Data in this exercise:

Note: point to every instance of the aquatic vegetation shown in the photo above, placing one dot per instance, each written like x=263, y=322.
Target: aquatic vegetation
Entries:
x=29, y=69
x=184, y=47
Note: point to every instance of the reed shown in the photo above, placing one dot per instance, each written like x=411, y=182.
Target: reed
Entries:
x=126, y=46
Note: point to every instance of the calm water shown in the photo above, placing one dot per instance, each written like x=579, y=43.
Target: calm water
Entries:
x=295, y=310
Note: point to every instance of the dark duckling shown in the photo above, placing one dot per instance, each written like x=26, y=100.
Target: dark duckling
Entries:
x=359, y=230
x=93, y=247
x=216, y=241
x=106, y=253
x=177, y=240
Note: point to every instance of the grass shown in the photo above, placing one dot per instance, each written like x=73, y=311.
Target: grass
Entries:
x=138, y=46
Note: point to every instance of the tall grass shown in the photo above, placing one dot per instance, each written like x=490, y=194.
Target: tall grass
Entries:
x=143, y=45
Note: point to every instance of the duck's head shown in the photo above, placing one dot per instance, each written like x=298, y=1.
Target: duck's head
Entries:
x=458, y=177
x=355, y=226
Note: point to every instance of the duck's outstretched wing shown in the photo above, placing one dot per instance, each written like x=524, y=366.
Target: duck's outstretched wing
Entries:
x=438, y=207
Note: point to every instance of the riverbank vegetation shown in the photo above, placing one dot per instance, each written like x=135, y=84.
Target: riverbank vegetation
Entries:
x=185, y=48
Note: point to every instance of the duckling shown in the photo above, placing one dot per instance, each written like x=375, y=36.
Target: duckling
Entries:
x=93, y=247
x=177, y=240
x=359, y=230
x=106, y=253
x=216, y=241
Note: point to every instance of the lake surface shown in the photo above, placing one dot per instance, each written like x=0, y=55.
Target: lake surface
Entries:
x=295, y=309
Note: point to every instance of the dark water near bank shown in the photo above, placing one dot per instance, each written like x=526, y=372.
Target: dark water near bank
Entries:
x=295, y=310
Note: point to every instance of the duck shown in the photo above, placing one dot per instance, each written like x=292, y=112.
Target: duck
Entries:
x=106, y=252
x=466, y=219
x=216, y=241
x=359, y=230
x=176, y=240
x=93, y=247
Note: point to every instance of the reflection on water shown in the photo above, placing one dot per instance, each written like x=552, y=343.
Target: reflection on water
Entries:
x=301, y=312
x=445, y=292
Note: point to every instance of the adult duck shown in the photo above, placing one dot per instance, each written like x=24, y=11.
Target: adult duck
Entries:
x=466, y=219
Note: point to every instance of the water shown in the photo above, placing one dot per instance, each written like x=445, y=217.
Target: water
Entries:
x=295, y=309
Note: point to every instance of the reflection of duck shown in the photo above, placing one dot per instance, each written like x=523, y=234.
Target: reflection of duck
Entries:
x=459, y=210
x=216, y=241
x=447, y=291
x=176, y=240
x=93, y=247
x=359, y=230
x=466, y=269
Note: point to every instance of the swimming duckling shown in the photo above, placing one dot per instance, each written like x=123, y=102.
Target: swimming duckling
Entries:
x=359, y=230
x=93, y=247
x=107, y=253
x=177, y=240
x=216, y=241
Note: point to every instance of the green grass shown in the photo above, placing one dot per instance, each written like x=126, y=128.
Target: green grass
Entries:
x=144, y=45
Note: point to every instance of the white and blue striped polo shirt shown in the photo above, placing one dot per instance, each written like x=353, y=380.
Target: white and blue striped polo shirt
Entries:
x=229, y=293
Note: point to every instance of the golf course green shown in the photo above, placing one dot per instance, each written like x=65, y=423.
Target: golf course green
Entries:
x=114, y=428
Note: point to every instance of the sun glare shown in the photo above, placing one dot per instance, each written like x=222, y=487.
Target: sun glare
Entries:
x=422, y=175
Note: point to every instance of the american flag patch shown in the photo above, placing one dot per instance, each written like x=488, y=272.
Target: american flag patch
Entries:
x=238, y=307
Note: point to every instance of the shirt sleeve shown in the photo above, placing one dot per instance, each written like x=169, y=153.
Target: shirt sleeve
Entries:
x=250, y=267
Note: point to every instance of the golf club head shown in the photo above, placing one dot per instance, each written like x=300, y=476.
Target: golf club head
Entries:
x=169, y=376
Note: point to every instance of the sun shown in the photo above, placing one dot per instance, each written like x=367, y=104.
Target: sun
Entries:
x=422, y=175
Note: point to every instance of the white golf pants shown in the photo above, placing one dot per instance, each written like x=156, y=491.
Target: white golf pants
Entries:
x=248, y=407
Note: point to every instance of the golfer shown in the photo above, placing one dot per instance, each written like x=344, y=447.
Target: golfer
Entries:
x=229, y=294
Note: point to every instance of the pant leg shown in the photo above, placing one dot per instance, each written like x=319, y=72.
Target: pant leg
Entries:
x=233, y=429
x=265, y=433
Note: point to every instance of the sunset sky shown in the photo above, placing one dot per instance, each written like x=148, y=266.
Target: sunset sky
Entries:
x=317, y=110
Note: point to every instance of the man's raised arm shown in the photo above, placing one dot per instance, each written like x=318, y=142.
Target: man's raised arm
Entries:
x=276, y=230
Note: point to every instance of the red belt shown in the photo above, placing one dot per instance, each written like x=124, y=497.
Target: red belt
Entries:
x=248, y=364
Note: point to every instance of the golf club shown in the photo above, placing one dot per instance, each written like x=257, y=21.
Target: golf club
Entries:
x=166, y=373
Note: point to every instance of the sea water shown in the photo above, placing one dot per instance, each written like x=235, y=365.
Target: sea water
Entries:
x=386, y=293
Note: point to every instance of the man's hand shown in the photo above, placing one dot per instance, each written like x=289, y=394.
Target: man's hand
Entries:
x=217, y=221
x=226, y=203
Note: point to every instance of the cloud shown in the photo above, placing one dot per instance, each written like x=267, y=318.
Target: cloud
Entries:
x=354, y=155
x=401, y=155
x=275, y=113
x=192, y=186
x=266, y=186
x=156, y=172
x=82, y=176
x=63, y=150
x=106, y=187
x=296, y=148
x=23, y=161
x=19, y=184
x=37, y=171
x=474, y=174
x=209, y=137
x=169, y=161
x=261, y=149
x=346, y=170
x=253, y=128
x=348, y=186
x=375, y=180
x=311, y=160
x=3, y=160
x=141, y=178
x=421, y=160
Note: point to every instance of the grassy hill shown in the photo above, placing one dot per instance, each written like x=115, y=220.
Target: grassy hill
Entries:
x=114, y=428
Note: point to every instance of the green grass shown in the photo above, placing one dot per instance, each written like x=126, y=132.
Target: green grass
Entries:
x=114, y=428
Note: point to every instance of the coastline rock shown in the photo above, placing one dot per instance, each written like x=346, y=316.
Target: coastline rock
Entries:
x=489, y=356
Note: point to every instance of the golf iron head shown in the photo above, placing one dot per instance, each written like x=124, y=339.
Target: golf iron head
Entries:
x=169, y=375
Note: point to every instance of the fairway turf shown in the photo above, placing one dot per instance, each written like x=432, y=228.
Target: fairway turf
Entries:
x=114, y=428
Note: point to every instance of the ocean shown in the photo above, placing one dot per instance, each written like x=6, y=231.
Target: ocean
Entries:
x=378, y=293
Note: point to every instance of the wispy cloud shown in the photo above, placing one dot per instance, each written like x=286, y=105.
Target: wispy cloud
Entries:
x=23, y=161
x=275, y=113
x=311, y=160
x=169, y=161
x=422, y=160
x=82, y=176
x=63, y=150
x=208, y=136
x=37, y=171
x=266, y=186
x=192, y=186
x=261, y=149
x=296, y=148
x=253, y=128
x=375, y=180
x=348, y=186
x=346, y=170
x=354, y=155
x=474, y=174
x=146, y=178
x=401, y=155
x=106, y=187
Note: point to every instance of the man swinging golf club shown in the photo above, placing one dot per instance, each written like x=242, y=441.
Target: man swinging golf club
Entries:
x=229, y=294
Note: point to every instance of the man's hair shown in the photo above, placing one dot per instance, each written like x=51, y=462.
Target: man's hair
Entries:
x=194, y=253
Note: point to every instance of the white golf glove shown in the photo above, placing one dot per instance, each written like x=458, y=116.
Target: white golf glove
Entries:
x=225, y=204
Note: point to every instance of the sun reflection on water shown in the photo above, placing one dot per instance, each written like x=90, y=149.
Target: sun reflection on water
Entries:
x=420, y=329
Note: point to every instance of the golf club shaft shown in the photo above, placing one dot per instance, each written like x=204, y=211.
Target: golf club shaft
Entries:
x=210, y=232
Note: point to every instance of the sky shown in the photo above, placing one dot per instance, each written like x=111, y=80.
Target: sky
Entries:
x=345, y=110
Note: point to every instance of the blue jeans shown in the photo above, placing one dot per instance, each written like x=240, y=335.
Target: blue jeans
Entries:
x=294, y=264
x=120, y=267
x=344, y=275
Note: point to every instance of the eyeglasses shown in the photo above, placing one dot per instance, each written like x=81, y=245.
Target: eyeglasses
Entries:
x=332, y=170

Given problem: Print nothing but the lines from the line with "Note: point to every instance of the sun reflection" to the last line of the records above. Both of those lines count.

Exercise answer:
Note: point to every instance of the sun reflection on water shown in the photo above, placing one dot per instance, each written like x=90, y=149.
Target: sun reflection on water
Entries:
x=420, y=329
Note: point to every instance of the golf club shaft shown in the photo above, placing one dot per instance, each written like x=204, y=211.
Target: golf club shaft
Entries:
x=210, y=232
Note: point to every instance of the sky shown in the photo above, placing one dot per instance, each written like x=111, y=80.
Target: sky
Entries:
x=345, y=110
Note: point to every instance of the blue jeans shown in the photo above, placing one dot per instance, each written like x=240, y=335.
Target: blue jeans
Entries:
x=294, y=264
x=120, y=267
x=344, y=275
Note: point to every instance of the eyeglasses shown in the photo above, placing one dot per instance, each written like x=81, y=245.
Target: eyeglasses
Entries:
x=332, y=170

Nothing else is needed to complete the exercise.